═════ SUPPLIED PASSAGE
An important part of the structure of collagen is the role
of water, which is an integral part of the structure of collagen and hence
their chemically modified derivatives (Bienkiewicz, 1990). Privalov, (1982)
believed that the hydrogen bonding by water at hydroxyproline is important in
stabilizing collagen but thought that the Ramachandran model (Ramachandran and
Ramakrishnan, 1976) could not solely explain the high denaturation energy-
rather the stabilization probably included wider layers of water. Privalov
stated that having in mind the tendency of water molecules to cooperate with
their neighbours; it does not seem improbable that the hydroxypropyl can serve
as an initiator to an extensive network of hydrogen bonds. This envelops the
collagen molecule and might be responsible for the exceptional thermodynamic
properties of collagen.
Leather is used for various purposes including clothing, bookbinding, leather wallpaper, and as
a furniture covering. It is produced in a wide variety of types and styles and
is decorated by a wide range of techniques. Several tanning processes transform
hides and skins into leather:
a)
══════════
═════ EXTRACTED ENTRIES
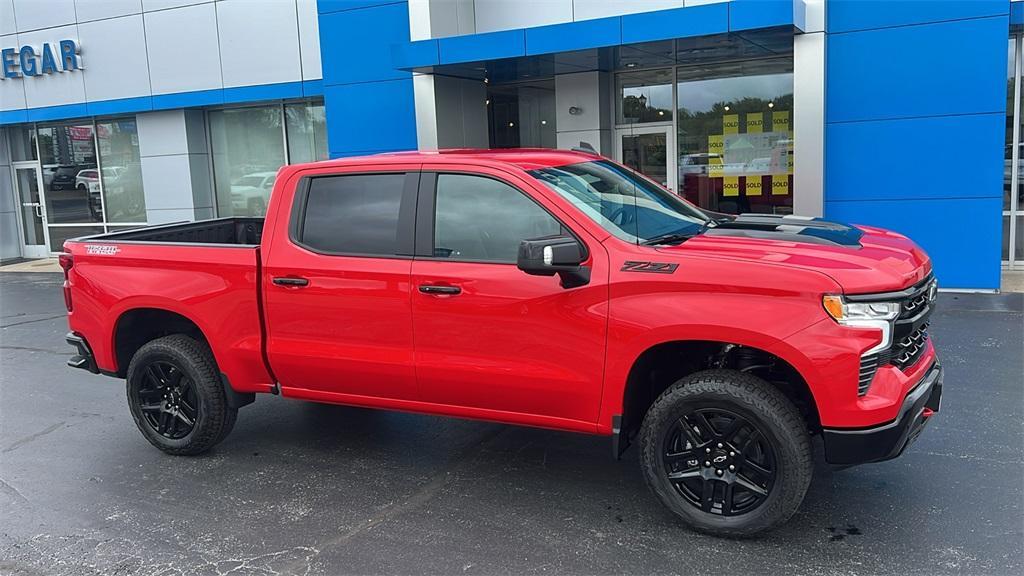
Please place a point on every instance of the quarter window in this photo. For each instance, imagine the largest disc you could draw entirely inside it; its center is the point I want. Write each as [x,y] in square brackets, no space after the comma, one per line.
[353,214]
[479,218]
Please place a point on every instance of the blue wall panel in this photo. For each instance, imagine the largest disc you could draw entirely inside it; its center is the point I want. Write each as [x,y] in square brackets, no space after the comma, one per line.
[935,157]
[573,36]
[369,103]
[937,69]
[355,45]
[915,126]
[371,116]
[677,23]
[962,236]
[846,15]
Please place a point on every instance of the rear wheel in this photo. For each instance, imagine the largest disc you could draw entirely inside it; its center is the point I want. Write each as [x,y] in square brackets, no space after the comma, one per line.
[726,452]
[176,398]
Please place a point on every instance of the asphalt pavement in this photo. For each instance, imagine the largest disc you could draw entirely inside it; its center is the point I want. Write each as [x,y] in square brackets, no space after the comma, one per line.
[302,488]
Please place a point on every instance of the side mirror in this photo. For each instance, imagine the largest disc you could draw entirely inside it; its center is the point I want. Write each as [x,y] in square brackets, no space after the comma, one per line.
[554,254]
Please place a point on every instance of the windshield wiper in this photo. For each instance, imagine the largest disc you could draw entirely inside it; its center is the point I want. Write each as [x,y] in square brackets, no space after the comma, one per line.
[677,237]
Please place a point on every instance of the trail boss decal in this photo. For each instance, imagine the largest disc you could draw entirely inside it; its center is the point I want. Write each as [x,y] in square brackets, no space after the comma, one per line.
[653,268]
[101,249]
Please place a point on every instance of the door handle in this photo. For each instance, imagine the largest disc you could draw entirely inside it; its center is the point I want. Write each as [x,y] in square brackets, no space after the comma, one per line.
[440,290]
[291,281]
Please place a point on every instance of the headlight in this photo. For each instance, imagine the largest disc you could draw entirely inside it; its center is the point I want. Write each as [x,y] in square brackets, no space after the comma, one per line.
[863,315]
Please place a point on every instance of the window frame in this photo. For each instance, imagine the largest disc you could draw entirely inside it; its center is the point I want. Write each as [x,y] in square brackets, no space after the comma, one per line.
[407,214]
[426,214]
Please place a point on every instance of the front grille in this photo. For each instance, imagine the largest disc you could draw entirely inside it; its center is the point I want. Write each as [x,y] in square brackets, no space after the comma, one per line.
[908,350]
[909,338]
[868,366]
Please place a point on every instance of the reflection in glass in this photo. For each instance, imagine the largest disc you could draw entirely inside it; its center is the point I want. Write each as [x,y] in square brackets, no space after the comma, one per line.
[28,195]
[522,115]
[647,154]
[121,171]
[306,132]
[735,136]
[248,149]
[69,157]
[23,144]
[644,96]
[59,234]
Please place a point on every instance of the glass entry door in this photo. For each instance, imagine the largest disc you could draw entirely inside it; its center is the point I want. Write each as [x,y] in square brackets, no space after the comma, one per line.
[648,150]
[33,211]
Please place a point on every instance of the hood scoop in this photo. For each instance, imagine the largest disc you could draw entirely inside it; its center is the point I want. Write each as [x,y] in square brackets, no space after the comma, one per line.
[788,229]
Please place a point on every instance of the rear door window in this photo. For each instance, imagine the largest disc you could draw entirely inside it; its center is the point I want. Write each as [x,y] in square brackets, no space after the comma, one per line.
[353,214]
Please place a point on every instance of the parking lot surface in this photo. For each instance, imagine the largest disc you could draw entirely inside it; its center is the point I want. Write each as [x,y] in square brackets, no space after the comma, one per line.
[312,489]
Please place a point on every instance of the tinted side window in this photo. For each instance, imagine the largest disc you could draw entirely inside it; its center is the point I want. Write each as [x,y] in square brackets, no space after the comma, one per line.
[481,218]
[353,214]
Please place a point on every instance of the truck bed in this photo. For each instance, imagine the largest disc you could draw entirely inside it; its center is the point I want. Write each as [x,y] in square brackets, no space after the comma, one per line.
[237,232]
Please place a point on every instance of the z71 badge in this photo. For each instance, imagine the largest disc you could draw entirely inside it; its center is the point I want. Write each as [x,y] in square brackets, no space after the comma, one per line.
[101,249]
[653,268]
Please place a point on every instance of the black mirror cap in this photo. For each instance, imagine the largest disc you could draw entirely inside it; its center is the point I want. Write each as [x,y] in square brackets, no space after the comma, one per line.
[564,256]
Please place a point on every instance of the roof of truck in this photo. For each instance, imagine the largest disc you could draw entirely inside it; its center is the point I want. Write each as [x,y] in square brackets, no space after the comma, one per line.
[524,158]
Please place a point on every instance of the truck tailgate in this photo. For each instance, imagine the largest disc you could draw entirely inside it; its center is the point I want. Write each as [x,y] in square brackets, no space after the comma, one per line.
[216,287]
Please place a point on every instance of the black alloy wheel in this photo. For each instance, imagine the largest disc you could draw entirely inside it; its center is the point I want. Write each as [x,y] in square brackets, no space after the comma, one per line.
[168,400]
[719,461]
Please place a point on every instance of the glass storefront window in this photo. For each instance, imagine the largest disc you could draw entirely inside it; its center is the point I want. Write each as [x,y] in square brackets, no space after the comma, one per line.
[735,136]
[68,155]
[306,132]
[248,148]
[522,115]
[121,170]
[643,96]
[23,144]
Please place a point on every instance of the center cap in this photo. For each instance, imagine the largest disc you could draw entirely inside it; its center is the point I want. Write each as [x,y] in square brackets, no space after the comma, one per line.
[720,459]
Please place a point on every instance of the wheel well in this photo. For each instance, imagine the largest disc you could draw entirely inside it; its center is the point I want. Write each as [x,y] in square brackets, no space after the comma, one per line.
[139,326]
[663,365]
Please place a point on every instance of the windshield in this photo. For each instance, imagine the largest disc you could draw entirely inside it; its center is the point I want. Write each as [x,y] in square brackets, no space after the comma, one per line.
[625,203]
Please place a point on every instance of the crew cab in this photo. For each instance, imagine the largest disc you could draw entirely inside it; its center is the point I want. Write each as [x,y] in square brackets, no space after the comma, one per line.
[535,287]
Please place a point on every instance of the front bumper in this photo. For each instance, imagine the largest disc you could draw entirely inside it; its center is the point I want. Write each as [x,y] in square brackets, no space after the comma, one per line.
[858,446]
[84,358]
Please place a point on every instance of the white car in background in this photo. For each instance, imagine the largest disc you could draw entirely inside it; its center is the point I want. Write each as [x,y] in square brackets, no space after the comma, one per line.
[251,192]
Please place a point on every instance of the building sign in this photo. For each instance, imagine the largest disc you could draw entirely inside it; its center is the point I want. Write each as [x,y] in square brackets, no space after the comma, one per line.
[32,60]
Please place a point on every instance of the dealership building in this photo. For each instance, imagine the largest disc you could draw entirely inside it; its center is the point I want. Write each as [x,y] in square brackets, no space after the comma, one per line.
[900,114]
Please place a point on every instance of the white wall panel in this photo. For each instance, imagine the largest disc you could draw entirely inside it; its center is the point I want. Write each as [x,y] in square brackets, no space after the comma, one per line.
[7,17]
[588,9]
[150,5]
[58,88]
[505,14]
[309,40]
[34,14]
[97,9]
[183,49]
[259,44]
[117,63]
[11,91]
[162,133]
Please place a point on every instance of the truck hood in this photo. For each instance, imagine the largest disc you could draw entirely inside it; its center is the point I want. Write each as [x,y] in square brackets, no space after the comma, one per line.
[861,259]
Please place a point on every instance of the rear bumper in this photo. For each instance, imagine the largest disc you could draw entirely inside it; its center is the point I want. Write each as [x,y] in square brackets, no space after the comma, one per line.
[857,446]
[84,358]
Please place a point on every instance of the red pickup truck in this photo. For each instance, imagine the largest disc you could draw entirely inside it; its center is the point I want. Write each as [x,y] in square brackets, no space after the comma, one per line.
[536,287]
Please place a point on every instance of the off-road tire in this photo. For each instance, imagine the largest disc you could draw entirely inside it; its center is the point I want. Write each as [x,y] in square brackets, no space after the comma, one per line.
[765,407]
[214,418]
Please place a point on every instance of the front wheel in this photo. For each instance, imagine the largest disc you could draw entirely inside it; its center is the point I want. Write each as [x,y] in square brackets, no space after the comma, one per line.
[176,397]
[727,452]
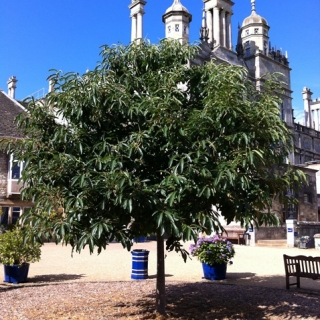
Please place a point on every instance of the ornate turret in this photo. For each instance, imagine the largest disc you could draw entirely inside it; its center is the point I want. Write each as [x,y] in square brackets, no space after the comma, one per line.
[218,17]
[177,20]
[136,14]
[254,33]
[204,31]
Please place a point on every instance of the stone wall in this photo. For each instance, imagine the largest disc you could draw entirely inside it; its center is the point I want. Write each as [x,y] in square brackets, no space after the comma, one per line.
[308,229]
[270,233]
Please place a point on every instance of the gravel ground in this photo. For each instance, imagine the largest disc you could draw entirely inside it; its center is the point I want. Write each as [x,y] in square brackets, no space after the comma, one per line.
[99,287]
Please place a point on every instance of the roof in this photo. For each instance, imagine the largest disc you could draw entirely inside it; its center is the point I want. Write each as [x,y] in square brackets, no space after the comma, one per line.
[177,6]
[254,18]
[9,110]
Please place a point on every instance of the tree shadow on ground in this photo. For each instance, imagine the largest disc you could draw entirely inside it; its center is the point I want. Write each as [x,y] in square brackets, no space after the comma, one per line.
[154,276]
[42,280]
[223,300]
[55,277]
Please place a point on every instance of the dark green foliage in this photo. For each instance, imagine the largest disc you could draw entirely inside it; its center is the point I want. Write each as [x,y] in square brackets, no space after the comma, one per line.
[145,142]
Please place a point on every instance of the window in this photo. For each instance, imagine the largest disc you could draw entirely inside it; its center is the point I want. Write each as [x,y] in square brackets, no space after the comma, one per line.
[15,170]
[4,217]
[247,49]
[15,214]
[307,198]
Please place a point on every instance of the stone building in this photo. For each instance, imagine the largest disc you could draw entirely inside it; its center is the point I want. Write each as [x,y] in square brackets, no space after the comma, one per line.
[254,52]
[11,204]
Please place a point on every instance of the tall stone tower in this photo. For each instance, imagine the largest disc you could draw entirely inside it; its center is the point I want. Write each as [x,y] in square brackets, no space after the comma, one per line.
[177,21]
[254,33]
[218,13]
[136,14]
[260,58]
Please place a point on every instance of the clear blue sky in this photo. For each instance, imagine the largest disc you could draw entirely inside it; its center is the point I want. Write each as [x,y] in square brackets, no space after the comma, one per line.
[39,35]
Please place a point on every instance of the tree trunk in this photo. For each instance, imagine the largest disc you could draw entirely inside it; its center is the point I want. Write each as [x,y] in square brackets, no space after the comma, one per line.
[161,289]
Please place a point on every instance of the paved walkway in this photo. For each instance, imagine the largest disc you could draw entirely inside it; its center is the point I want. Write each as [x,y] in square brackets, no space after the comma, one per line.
[261,266]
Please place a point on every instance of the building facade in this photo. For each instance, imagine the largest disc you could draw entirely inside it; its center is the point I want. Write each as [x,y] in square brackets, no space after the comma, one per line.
[10,171]
[254,52]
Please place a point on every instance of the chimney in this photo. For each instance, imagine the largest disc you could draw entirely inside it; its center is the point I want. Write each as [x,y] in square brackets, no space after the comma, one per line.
[12,87]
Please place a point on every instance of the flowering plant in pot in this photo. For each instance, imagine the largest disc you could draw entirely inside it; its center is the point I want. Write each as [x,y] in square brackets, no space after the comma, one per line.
[16,254]
[304,242]
[214,253]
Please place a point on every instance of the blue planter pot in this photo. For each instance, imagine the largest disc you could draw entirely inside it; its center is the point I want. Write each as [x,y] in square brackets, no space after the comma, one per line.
[139,264]
[216,272]
[140,239]
[16,274]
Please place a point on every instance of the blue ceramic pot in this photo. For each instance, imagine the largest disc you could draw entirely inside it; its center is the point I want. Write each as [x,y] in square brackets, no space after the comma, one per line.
[216,272]
[16,274]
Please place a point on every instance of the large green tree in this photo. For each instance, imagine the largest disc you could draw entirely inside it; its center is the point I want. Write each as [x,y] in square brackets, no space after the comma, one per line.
[148,142]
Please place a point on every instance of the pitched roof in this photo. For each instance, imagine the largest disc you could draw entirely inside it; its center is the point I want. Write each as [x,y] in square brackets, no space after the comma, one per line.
[9,109]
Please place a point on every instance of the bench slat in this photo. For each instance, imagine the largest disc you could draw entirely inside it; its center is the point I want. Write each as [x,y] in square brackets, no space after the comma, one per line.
[301,266]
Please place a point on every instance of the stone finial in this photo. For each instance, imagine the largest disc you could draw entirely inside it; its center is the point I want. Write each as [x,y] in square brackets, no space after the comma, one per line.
[12,85]
[204,31]
[253,5]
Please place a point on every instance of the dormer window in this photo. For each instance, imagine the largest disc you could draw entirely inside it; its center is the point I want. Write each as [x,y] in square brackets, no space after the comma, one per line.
[15,170]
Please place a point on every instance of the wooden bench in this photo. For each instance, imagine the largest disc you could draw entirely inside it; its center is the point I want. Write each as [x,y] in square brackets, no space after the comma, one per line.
[301,267]
[234,234]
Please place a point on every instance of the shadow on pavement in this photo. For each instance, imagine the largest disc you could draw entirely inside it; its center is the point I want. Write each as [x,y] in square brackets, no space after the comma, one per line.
[47,279]
[212,300]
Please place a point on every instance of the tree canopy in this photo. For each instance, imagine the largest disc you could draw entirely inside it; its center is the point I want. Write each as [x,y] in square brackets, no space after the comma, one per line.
[148,142]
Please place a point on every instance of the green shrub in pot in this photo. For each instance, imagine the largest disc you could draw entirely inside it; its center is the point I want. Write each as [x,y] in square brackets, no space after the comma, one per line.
[16,250]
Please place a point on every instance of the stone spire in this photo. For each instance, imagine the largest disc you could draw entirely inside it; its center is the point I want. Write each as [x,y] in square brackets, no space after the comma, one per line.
[204,31]
[177,20]
[12,85]
[136,13]
[218,16]
[253,6]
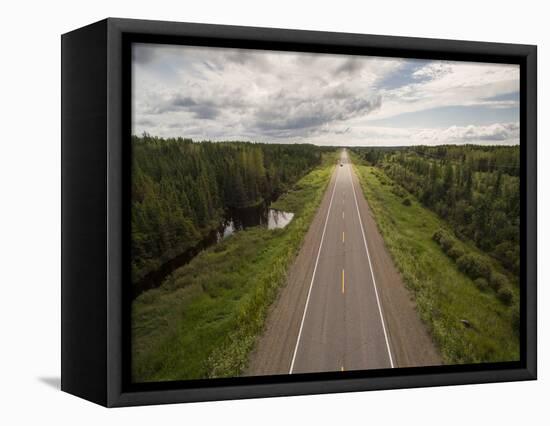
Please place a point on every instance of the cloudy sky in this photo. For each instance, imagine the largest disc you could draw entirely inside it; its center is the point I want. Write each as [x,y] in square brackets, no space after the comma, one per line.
[238,94]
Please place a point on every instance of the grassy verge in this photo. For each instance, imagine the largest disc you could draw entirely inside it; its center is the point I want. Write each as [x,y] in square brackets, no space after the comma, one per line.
[469,324]
[204,320]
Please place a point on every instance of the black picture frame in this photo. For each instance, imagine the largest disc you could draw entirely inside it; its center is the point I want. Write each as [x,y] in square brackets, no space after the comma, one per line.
[95,209]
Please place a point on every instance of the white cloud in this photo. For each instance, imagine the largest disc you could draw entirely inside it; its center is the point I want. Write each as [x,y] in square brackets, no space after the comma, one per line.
[212,93]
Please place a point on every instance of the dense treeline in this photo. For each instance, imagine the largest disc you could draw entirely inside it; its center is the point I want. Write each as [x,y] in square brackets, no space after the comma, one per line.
[181,188]
[474,188]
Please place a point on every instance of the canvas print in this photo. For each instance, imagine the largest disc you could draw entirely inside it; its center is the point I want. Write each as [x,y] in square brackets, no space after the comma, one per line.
[305,213]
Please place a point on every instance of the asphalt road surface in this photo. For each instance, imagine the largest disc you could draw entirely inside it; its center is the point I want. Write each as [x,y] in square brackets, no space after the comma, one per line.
[345,306]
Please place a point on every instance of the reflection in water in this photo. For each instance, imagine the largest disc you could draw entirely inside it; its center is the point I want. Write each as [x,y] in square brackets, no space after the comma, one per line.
[235,220]
[270,218]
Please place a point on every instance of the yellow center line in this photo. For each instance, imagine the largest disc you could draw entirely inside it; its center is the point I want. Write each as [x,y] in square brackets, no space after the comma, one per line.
[343,283]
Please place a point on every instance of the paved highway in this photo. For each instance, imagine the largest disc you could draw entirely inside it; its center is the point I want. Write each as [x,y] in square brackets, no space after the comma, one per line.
[345,306]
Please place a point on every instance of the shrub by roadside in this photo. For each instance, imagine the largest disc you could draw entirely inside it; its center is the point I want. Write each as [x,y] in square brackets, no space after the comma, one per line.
[474,266]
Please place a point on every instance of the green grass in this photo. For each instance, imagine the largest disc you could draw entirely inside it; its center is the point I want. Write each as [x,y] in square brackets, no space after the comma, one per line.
[204,320]
[444,296]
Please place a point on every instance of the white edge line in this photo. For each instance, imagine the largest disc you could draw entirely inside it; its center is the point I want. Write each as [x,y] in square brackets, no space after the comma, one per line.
[371,272]
[312,279]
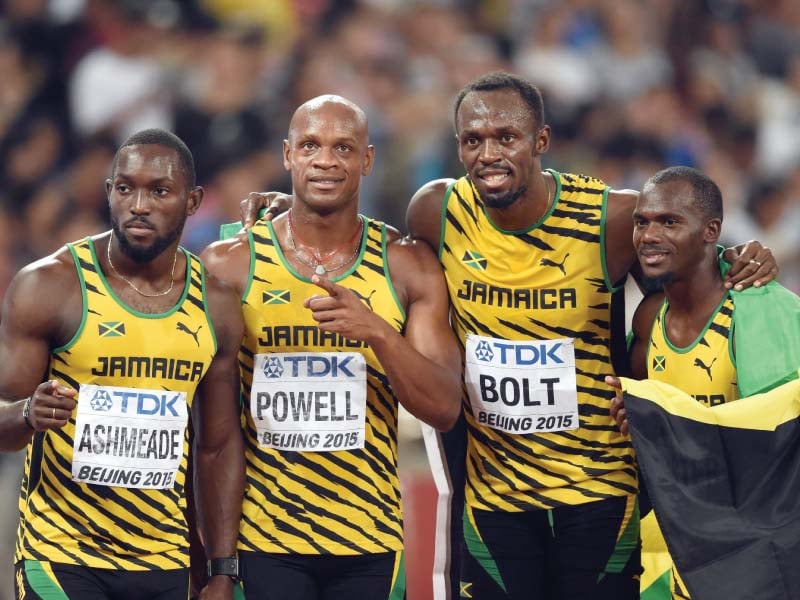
══════════
### TASK
Reproduce the stretch of the collagen and leather passage from "An important part" through "1990). Privalov, (1982)".

### REPLY TO THE TASK
An important part of the structure of collagen is the role
of water, which is an integral part of the structure of collagen and hence
their chemically modified derivatives (Bienkiewicz, 1990). Privalov, (1982)